[BEGIN]

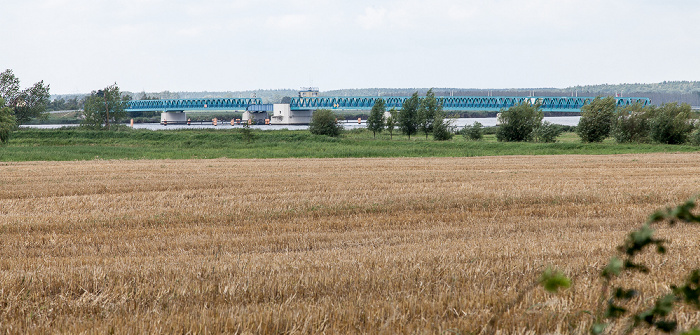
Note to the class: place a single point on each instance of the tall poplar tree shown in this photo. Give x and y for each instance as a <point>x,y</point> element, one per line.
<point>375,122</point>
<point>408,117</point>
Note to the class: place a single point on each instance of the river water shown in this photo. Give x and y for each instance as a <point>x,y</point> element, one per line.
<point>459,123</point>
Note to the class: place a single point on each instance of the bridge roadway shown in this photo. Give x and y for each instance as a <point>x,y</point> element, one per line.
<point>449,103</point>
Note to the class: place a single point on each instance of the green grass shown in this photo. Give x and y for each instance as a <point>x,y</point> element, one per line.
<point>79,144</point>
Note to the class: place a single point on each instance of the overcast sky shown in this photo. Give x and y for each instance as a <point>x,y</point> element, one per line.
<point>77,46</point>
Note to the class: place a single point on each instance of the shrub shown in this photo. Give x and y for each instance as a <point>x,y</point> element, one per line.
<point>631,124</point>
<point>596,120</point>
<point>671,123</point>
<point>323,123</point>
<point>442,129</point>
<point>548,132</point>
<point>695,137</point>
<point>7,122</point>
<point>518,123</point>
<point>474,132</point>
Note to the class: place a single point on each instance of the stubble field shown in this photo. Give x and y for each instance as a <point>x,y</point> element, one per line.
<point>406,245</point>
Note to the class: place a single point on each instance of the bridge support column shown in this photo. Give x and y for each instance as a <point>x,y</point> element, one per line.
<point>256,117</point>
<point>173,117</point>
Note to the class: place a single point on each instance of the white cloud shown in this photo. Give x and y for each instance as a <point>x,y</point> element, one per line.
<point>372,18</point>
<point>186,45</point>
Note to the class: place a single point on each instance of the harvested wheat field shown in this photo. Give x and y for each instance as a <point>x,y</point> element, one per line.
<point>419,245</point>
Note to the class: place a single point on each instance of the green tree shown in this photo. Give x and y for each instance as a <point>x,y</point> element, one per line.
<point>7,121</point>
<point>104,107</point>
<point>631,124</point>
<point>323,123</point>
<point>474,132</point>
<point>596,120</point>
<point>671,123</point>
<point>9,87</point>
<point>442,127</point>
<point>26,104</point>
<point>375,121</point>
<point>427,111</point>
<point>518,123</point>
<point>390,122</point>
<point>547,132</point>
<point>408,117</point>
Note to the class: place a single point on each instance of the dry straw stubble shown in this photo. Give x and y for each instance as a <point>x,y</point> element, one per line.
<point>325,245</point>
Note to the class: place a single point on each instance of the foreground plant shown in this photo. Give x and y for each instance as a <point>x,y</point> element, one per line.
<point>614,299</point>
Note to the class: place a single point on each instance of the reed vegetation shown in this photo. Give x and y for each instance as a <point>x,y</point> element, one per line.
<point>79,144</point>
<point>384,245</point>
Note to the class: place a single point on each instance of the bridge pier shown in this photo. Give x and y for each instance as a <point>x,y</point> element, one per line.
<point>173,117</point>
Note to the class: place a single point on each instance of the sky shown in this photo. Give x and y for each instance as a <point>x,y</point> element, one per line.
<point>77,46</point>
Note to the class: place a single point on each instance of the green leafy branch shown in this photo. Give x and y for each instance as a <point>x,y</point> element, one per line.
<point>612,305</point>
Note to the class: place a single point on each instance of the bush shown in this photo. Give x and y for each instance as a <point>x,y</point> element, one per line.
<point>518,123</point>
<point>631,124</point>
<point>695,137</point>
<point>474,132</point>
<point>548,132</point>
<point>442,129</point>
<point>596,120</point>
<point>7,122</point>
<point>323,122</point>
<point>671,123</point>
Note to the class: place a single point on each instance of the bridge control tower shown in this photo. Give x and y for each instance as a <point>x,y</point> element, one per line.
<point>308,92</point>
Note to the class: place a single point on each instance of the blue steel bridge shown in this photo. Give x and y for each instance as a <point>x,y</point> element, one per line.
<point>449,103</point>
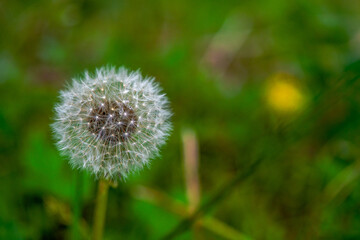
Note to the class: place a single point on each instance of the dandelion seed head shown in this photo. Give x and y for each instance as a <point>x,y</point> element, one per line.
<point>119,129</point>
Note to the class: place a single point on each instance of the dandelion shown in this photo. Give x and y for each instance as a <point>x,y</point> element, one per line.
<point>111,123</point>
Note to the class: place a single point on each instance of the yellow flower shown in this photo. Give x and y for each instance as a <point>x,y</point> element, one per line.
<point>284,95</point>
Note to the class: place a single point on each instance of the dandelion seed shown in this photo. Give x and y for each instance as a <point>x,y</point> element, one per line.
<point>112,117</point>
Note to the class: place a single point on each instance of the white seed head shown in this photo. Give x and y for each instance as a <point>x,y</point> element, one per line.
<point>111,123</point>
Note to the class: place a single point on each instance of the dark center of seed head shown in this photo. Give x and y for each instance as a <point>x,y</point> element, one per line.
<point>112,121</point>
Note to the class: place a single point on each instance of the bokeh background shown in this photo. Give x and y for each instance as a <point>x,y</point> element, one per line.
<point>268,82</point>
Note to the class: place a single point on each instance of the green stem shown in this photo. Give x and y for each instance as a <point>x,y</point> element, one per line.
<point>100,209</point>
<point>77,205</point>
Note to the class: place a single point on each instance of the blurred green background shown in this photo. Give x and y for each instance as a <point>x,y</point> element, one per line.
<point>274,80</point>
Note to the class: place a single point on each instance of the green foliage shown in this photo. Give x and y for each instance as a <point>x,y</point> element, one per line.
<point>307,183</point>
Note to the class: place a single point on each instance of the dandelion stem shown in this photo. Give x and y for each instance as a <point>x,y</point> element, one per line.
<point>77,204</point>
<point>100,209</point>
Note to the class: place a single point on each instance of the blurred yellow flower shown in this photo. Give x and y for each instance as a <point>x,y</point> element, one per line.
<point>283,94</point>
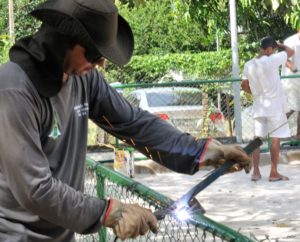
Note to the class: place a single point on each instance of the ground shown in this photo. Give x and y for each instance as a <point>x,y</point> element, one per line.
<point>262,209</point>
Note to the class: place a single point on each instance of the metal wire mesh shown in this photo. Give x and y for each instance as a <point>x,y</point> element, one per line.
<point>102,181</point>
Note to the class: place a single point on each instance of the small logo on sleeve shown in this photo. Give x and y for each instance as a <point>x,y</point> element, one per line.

[END]

**SHORT PROBLEM**:
Rewrite all of the rows above with "Note to the class" changed to "Reminder for the group" and everything else left as it is. Omit the pictures from your answer.

**REPLY TO THE EXERCISE**:
Reminder for the group: place a single point on each instance of the tall poplar tree shown in this photo. Give x and y for each instance as a <point>x,y</point> element, one per line.
<point>375,122</point>
<point>408,117</point>
Reminder for the group: place a single point on each instance of the river water shown in this photo. Give x and y for each instance as a <point>x,y</point> element, one per line.
<point>459,123</point>
Reminder for the group: place a single point on each instance of the bridge roadway shown in this photo. Give x and y for each instance as a <point>x,y</point> element, one per line.
<point>449,103</point>
Reminder for the group: place a single point on each instance of the green grass shown in this photo. Give x and y for each instance as a <point>x,y</point> element, one per line.
<point>79,144</point>
Reminder for the group: place a single point on each instance of the overcast sky shown in this photo. Give x and y for each instance as a <point>x,y</point> element, one per line.
<point>77,46</point>
Reminder for the group: place a single point on each instance of the shrub shown in this photo. Give x and y for each instance as a <point>x,y</point> element, one per line.
<point>631,124</point>
<point>596,120</point>
<point>671,123</point>
<point>323,123</point>
<point>442,129</point>
<point>548,132</point>
<point>695,137</point>
<point>7,122</point>
<point>518,123</point>
<point>474,132</point>
Reminder for the group: place a single point on each instance of the stubble field shown in this photo. Give x and y for each instance as a <point>x,y</point> element, one per line.
<point>406,245</point>
Reminder for the group: place a single point on each instance of the bridge support column shown in this photo. Give x and y for each instance as a <point>x,y</point> element, one per line.
<point>256,117</point>
<point>173,117</point>
Reminder for the group: place a single point on each instance of the white cloud shown in this photo. Give x and y for each instance as a <point>x,y</point> element, one per line.
<point>372,18</point>
<point>186,45</point>
Reminder for the group: place a single point on each instance of the harvested wheat field shown in this photo. Give x and y for each instance as a <point>x,y</point> element, one per line.
<point>419,245</point>
Reminder for the group: place a single point on each instance of the green tree shown in this photo. Give x and y for each instance as a <point>x,y</point> element, one per line.
<point>7,121</point>
<point>104,107</point>
<point>631,124</point>
<point>323,123</point>
<point>474,132</point>
<point>596,120</point>
<point>671,123</point>
<point>9,87</point>
<point>442,127</point>
<point>26,104</point>
<point>375,121</point>
<point>427,111</point>
<point>518,123</point>
<point>390,122</point>
<point>547,132</point>
<point>408,117</point>
Reminder for the group: place a single point on each instance of the dry straw stubble shown in this photo. Give x and y for each instance as a <point>x,y</point> element, one per line.
<point>325,245</point>
Reminder for the group: place a single point on each instance of the foreground plant shown in this photo. Give x and y for each instance as a <point>x,y</point> element, one per line.
<point>614,299</point>
Reminder for the group: place a single point on each instance of the reed vegetation shown in this photo. Give x and y for each instance as a <point>x,y</point> element, one per line.
<point>79,144</point>
<point>384,245</point>
Reminder for the group: place a single point on each instance of the bridge pier shown in this photo. Give x and y for each instance as a <point>x,y</point> element, one per line.
<point>173,117</point>
Reminder for the group: place a single point on each instance of the sky shown in this photo. Give x and y for each instance as a <point>x,y</point> element, one per line.
<point>77,46</point>
Reminder for the group: place a single point on each instance of the green leafy branch shown in this photo. Give x and y for each instance as a <point>x,y</point> element, one per line.
<point>612,305</point>
Reminder for the group: place a single point on each instance of the bush shown in this photo. Give x and y for each instance as a <point>x,y</point> element, one per line.
<point>518,123</point>
<point>631,124</point>
<point>695,137</point>
<point>474,132</point>
<point>548,132</point>
<point>442,129</point>
<point>596,120</point>
<point>7,122</point>
<point>323,122</point>
<point>671,123</point>
Reminder for the group: place a single point on each instance of the bridge control tower shown in this photo. Give x and y for each instance as a <point>x,y</point> element, one per line.
<point>308,92</point>
Reminder for the group: place a single point on each instance of the blue steel bridge shown in this photo. Give x and y for each instance as a <point>x,y</point> element, one per line.
<point>449,103</point>
Reminder for the group: place a single point on each instance of the dandelion seed head shown in this photo. Give x and y for each instance as a <point>x,y</point> element, one per line.
<point>119,129</point>
Reminder for the group: place a single point on each instance of the dandelion shown in this photo. Give x and y for each instance as a <point>x,y</point> element, one per line.
<point>111,123</point>
Reminder for the group: place a single point on each instance of the yellow flower shown in this photo. Give x and y for each instance as a <point>x,y</point> element, one per line.
<point>284,95</point>
Reminder for the group: place a single point on each instance of the dandelion seed shown in this photo. Give x and y for each instance as a <point>x,y</point> element, one per line.
<point>112,117</point>
Reminder for the group: place a single point on each instance of the white seed head shown in this photo. Give x and y for each instance as a <point>x,y</point> element, one per line.
<point>111,123</point>
Reminder for the group: place a single point on each instance of the dark center of seed head shown in this photo. Give x and y for each instance as a <point>x,y</point> element, one per line.
<point>112,121</point>
Reminder for the group: place a single point on each instance of the bokeh background shown in this photo. Give x and y for each instance as a <point>x,y</point> element, one per line.
<point>268,82</point>
Reminder for the group: place a single point on each instance of the green stem shown in this photo. Give x and y for each instance as a <point>x,y</point> element, one per line.
<point>100,209</point>
<point>77,205</point>
Reminder for the group: place a single point on each instance of the blurred green background shown in this photo. Give x and y for each instance as a <point>x,y</point> element, one per line.
<point>274,80</point>
Reminder for the group: place a single point on each instance of the green foliage shown in this photo. Give x and y for each instance as a <point>x,y</point> element, one per line.
<point>307,183</point>
Reminder for the group: place a single point on each instance of the dandelion stem shown in this photo. Give x and y for each instance as a <point>x,y</point> element, one per line.
<point>77,204</point>
<point>100,209</point>
Reminder for the group: place a single point on each instance of the blurred yellow flower shown in this photo. Give x and y for each instance as a <point>x,y</point> element, one per line.
<point>283,94</point>
Reminder for the group: place a single point on each instance of the ground shown in this photo. Give x and y for each instance as a <point>x,y</point> element, one per line.
<point>262,209</point>
Reminder for the group: place a single point on each instance of the metal wire mesh shown in this photo. Give x and y for each instance as a <point>x,y</point> element, one per line.
<point>102,181</point>
Reminder for the group: place a single point on each instance of the small logo on sleeve shown in this photo. Give x and y for each instance as a <point>x,y</point> element, one per line.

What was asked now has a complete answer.